◆ **EXCERPTED TEXT**
○ ○ ○ ○ ○

From Los Angeles to Rome. That must have been quite a transition. So what brought you here?
When I was younger, I had dreamed of living in either London or Paris. Rome never occurred to me. But when I visited for the first time eight years ago, it felt like home. I did not expect that to happen. I kept returning and would stay for longer periods of time to get a real sense of the city. I thought I would move when I retired, but realized I needed to stop putting my life on hold. So I quit my job and moved in 2008.
But it must have been hard to leave the Hollywood high life behind?
Not one bit. That high life comes at a cost.
You said you felt instantly at ease in Rome. Was there anything in particular about the city that made you feel so comfortable?
The locals I met during my first trip had a lot to do with it. A friend in NYC spoke to her friend from Milan and through him I met one of my closest friends in Rome. Also my spinning teacher at Equinox (so LA) gave a name of a friend to look up as well. As for the city itself, the light, the architecture, the energy, all made a lasting impression.
You say the move to Italy “changed your life”. In what way exactly?
I arrived in Italy a completely different person. I didn't feel creative even though I was working in a creative field. I had no passion. I was bitter, depressed, and full of rage. I'm finally back to my normal self.
So did you carry on writing when you got here?

○ ○ ○ ○ ○

◆ **COMPLETE THE FOLLOWING**
(1) Reproduce word for word the part of the Rome interview that opens with the words containing "But it must" and closes with "a lasting impression.".
(2) Resume the interview about moving from Los Angeles to Rome, picking up after its final line.

Object grounding data in natural language:
○ ○ ○ ○ ○

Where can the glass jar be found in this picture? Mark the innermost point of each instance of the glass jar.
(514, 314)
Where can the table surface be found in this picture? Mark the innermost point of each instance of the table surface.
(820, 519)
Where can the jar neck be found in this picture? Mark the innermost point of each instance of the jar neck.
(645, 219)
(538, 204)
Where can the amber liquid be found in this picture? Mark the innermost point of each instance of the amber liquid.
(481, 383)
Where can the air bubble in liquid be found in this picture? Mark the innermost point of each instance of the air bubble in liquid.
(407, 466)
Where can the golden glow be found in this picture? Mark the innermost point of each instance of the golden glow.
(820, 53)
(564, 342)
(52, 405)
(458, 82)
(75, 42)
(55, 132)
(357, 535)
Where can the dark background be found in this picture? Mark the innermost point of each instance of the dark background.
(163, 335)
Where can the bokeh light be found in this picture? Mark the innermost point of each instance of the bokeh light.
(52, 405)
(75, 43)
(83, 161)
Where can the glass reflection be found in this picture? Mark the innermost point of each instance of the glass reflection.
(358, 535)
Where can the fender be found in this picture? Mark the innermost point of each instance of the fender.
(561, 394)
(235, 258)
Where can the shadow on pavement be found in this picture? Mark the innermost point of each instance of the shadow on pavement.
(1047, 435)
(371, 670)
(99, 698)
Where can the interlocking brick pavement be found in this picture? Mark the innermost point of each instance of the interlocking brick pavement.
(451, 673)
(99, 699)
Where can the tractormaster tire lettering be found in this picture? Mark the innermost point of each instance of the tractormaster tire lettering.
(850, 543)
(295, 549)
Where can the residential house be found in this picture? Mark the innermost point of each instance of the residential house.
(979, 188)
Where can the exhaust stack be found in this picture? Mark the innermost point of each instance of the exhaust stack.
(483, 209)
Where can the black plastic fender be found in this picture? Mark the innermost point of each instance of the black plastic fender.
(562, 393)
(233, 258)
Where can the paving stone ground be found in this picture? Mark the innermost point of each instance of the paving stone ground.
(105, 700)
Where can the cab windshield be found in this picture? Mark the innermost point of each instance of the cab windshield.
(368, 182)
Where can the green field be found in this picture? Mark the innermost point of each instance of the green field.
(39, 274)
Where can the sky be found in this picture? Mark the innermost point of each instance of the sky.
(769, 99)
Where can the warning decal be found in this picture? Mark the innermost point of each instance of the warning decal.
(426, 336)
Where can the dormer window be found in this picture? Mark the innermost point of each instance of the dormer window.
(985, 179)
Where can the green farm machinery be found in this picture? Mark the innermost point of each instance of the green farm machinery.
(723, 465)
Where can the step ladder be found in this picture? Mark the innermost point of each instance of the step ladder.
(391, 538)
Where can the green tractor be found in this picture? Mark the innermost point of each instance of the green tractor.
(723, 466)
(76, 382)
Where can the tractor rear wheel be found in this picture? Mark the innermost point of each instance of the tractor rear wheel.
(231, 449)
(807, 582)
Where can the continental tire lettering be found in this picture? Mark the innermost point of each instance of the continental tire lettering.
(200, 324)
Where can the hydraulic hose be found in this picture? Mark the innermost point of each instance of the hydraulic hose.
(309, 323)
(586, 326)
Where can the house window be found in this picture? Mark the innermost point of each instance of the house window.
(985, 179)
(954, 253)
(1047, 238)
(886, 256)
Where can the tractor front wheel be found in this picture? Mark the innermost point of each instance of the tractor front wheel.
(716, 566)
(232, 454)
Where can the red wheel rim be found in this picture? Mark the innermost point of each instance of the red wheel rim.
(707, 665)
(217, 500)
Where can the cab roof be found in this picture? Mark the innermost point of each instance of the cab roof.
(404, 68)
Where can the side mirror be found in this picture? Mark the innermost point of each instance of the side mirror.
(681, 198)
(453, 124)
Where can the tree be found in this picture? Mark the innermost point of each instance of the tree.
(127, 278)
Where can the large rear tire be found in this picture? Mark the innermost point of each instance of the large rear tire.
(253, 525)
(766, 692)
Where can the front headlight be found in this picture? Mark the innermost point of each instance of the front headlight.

○ ○ ○ ○ ○

◆ **RESPONSES TO THE TASKS**
(1)
But it must have been hard to leave the Hollywood high life behind?
Not one bit. That high life comes at a cost.
You said you felt instantly at ease in Rome. Was there anything in particular about the city that made you feel so comfortable?
The locals I met during my first trip had a lot to do with it. A friend in NYC spoke to her friend from Milan and through him I met one of my closest friends in Rome. Also my spinning teacher at Equinox (so LA) gave a name of a friend to look up as well. As for the city itself, the light, the architecture, the energy, all made a lasting impression.

(2)
Yes. I co-wrote the screenplay for Jumping the Broom, which was released in 2011. It was an idea that was pitched to me by producers Elizabeth Hunter and Glendon Palmer years back. Although I thought it was a great idea at the time, the production company I was with didn’t have the appropriate funding. So we got to work on it in 2009. The script was then bought by Sony.
Jumping the Broom was very unusual in that respect – most scripts get stuck in ‘development hell’, but this one was in cinemas less than two years after I submitted my draft. I have also written a book, The Rebirth of Mrs Tracey Higgins, a story about a reverend’s wife trying to get her life back together after her marriage fails, in 2011.
So now you also run your own interior design business. What made you get into this and how did you go about getting qualified?
I worked in home furnishings and fashion after college. There are a lot of similarities between working in film and in interior design. Both are visual mediums that tell a story. That said, I hadn't worked in the field for a while so I did a great internship with a very talented and prominent furniture and interior designer in Italy.
Last year I also attended interior and textile designer Kathryn M. Ireland's intensive design workshop, which was incredible. I feel with interior design I'm using all the skill sets I've learned through the million different careers I've had. It's all coming together.
You’ve managed to set up a successful business in one of the world’s toughest economies. What advice would you share with others looking to do the same thing?
Research your market. Write a business plan. Do something that you love. This will come in very handy on days when everything falls apart. You'll push on through because you're passionate about your work.
What has working life taught you in Italy, say compared to LA?
To be patient. That even though my friends here have intense careers, they still find time to connect with family and friends. Work does not define us. It's what we do not who we are. Other things define us. That was hard for me to understand at first.
Many people dream of living in Italy, only to return home disappointed when hit by some realities. What would you advise others looking to come and live here?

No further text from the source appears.